Selected passage:
____________
To avoid the failure of its mission in Iraq, the George W. Bush
administration has been driven to seek the help of two major enemies –
the
Sunni insurgents and the government of Iran – but both initiatives have
failed to make progress because officials were not given any real
negotiating authority.

U.S. officials in Baghdad are now pursuing contacts with both declared
enemies, with the aim of obtaining their cooperation in overcoming
otherwise
seemingly insurmountable obstacles to success in Iraq. In both cases,
however, the White House has been unwilling to approve concessions
required
to reach a deal benefiting both sides.

Administration policymakers have apparently recognized that, without
the
help of Iran and the Sunni insurgent leaders, it faces the likelihood
of
spiraling sectarian violence, undiminished Sunni armed resistance,
al-Qaeda
terrorist havens, and predominant Iranian political influence.

Some U.S. officials came to realize in 2005 that U.S. policy was
leading to
consequences that contradicted its larger interests. Its main Iraqi
allies,
the militant Shi’ite parties, were aligned with its main enemy, Iran,
while
U.S. forces were fighting against Sunni insurgent organizations whose
longer-term interests lay in opposing both al-Qaeda and Iran.

Iran held a strong and possibly decisive influence in Iraq because of
its
close ties with militant Shi’ite political-military groups. The extent
of
that influence was driven home last July when Iraq’s Defense Minister
Saadoun Dulaimi, on a visit to the Iranian capital, discussed possible
military cooperation between the two countries, only to back away under
U.S.
pressure.

But U.S. Ambassador Zalmay Khalilzad recognized that it might be
necessary
to use Iran’s influence to induce more moderate behavior by the Shi’ite
parties.

Meanwhile, U.S. officials figured out, belatedly, that Sunni insurgent
organizations could actually help advance U.S. interests in eliminating
terrorist havens in Iraq, as well as limiting Iranian influence.

They recognized that the secular and Ba’athist Sunni insurgent leaders
are
strongly opposed to the Zarqawi organization’s ideology and tactics,
and
have even clashed with the al Qaeda-related groups on some occasions.
____________
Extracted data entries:
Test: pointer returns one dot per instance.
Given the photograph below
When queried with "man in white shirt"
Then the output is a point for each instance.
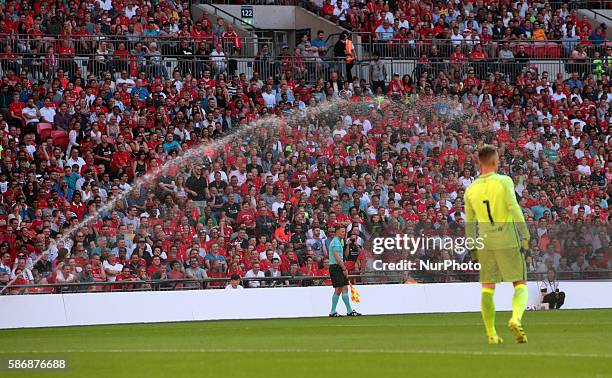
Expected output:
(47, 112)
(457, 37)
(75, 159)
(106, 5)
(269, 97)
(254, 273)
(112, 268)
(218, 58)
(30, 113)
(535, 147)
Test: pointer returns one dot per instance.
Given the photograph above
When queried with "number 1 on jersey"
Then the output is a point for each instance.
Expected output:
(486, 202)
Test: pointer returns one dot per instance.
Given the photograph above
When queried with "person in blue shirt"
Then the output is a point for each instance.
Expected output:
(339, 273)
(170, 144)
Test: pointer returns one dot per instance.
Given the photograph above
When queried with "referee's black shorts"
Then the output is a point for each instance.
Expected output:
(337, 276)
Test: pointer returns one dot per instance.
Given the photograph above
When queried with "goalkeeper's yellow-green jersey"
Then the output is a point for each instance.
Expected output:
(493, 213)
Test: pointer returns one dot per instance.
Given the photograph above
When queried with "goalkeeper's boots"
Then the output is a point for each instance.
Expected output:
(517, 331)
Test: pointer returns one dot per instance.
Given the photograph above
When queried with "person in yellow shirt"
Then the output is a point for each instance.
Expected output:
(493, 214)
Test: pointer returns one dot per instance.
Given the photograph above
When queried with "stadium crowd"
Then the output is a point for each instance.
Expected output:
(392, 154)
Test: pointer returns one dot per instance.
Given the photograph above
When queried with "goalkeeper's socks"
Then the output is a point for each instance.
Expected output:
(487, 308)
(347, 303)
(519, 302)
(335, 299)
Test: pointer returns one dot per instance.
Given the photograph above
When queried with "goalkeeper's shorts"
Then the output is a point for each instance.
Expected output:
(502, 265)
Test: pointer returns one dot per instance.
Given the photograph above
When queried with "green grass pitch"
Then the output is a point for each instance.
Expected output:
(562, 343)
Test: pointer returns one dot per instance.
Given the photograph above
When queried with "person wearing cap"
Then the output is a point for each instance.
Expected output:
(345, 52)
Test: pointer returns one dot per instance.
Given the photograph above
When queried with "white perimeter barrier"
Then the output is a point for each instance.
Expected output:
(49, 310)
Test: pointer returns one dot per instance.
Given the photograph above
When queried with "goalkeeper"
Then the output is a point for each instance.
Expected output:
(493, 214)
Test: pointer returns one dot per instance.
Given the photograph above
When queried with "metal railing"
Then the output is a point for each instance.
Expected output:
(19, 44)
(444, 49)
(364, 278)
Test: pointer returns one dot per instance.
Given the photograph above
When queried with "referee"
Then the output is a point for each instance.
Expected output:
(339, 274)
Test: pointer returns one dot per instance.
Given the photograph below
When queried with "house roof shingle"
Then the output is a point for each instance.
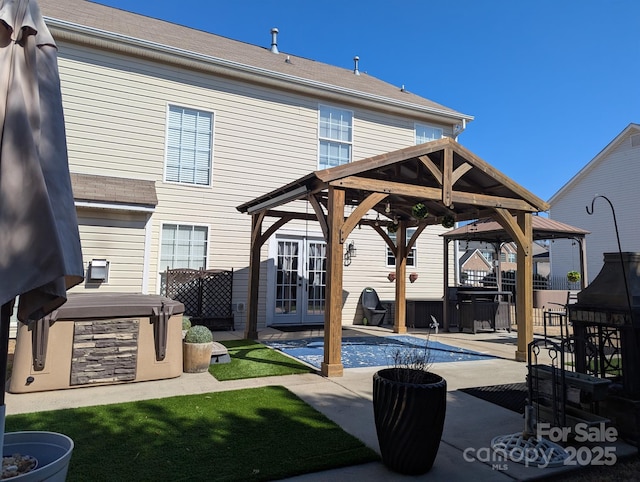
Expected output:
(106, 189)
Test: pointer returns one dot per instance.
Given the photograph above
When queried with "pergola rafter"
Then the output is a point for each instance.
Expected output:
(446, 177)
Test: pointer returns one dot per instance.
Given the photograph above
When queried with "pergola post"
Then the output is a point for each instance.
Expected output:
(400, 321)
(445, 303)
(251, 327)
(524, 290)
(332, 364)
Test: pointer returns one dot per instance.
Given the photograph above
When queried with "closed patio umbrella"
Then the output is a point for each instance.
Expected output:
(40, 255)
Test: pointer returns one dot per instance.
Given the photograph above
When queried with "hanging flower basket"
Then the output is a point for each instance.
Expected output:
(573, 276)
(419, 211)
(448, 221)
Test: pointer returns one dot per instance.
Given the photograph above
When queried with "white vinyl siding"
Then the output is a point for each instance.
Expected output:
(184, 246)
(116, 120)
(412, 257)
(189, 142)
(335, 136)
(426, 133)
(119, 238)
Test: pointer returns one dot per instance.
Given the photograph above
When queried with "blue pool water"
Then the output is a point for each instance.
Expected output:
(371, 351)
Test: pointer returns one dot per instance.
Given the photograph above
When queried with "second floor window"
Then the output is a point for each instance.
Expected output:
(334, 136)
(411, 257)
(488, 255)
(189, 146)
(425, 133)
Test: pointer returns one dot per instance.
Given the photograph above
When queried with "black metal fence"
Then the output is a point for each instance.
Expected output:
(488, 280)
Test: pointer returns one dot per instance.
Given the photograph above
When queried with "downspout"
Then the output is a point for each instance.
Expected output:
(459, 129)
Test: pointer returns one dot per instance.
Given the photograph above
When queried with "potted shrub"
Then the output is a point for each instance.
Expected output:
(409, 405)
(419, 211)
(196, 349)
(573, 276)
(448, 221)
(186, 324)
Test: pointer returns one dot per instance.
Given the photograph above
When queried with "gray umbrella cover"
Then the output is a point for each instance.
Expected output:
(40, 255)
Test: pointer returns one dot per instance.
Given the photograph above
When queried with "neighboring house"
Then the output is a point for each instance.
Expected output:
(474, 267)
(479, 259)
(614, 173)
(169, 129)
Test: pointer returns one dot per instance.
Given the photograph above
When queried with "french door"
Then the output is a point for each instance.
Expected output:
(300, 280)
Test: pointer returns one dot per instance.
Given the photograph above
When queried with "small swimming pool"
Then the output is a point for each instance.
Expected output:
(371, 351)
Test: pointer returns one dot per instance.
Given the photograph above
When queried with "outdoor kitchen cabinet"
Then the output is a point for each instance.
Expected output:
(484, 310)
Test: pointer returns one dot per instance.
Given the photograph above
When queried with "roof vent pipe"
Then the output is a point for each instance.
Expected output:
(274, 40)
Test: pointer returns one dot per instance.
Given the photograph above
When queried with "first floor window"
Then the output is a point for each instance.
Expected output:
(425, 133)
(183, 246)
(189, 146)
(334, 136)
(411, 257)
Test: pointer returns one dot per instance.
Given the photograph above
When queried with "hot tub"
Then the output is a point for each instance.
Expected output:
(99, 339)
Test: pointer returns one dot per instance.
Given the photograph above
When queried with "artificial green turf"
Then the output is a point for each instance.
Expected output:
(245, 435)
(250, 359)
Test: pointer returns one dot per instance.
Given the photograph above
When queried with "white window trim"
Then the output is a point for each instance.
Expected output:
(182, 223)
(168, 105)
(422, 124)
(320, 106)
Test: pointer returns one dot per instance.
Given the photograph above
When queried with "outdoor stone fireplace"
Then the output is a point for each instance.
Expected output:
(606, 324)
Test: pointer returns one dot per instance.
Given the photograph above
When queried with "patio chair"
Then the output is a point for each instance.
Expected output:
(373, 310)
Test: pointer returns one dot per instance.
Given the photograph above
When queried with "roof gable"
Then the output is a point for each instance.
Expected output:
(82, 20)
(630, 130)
____________
Jobs:
(a) Identify each line in the rows that contains the string "umbrella", treating uppercase and lowercase as different.
(b) Continue the article on the Bush administration's outreach to Iran and the Sunni insurgents in Iraq from the point where it stops.
The text and the rows come from separate sources.

Answers for the exercise:
(a)
When queried with "closed patio umbrella"
When queried with "gray umbrella cover"

(b)
Furthermore, like the Sunni political leaders who ran in the December
parliamentary elections, the leaders of Sunni insurgent groups are
strongly
opposed to Iranian influence in Iraq. Thus, the Sunnis fighting against
the
occupation actually represented potential allies.

Last autumn, Khalilzad pushed for significant adjustments in U.S. Iraq
strategy on both Iranian and Sunni insurgent fronts, with partial
success.
He revealed in an interview with Newsweek in late November that he had
been
authorized by the White House to “engage the Iranians,” and described
it as
“an adjustment” in policy.

A few days later, Khalilzad told ABC News that he would talk to any
insurgent groups except for the Abu Musab al-Zarqawi group and those
who
were still loyal to former Iraqi president Saddam Hussein.

Two months later, an Iraqi delegation to Tehran carried a letter from
Khalilzad proposing U.S.-Iranian cooperation on Iraq.

But Khalilzad was not allowed to negotiate with Tehran. State
Department
spokesman Sean McCormack pointed out to reporters that the ambassador
had “a
very narrow mandate … and it deals specifically with issues related to
Iraq.”

Iranian Foreign Minister Manoucher Mottaki immediately said Iran had no
intention of negotiating with the United States. However, it is clear
that
Iran is willing to reach agreement on ways of stabilizing Iraq,
provided a
broader range of issues is also on the table.

On May 4, 2003, according to a Financial Times story 10 months later, a
Swiss diplomat conveyed to the State Department an Iranian proposal for
a
“grand bargain” that would result in coordination of Iranian and U.S.
policy
toward Iraq, support for a two-state Palestinian-Israeli solution, and
an
end to Iran’s nuclear enrichment program in return for U.S.
normalization of
relations and dropping “regime change” from U.S. policy.

But neoconservatives in the administration, led by Defense Secretary
Donald
Rumsfeld, hoped for the collapse of the Iranian regime, and the White
House
rejected the proposal.

Despite the fact that he has nothing to offer the Iranians, Khalilzad
continues to seek Tehran’s help in stabilizing Iraq. The London-based
Al-Hayat newspaper quoted both Iranian and Iraqi sources Jan. 4 as
saying
that Khalilzad had sent a letter to Iran with an Iraqi defense ministry
delegation proposing that the two countries coordinate policy with
regard to
Iraq.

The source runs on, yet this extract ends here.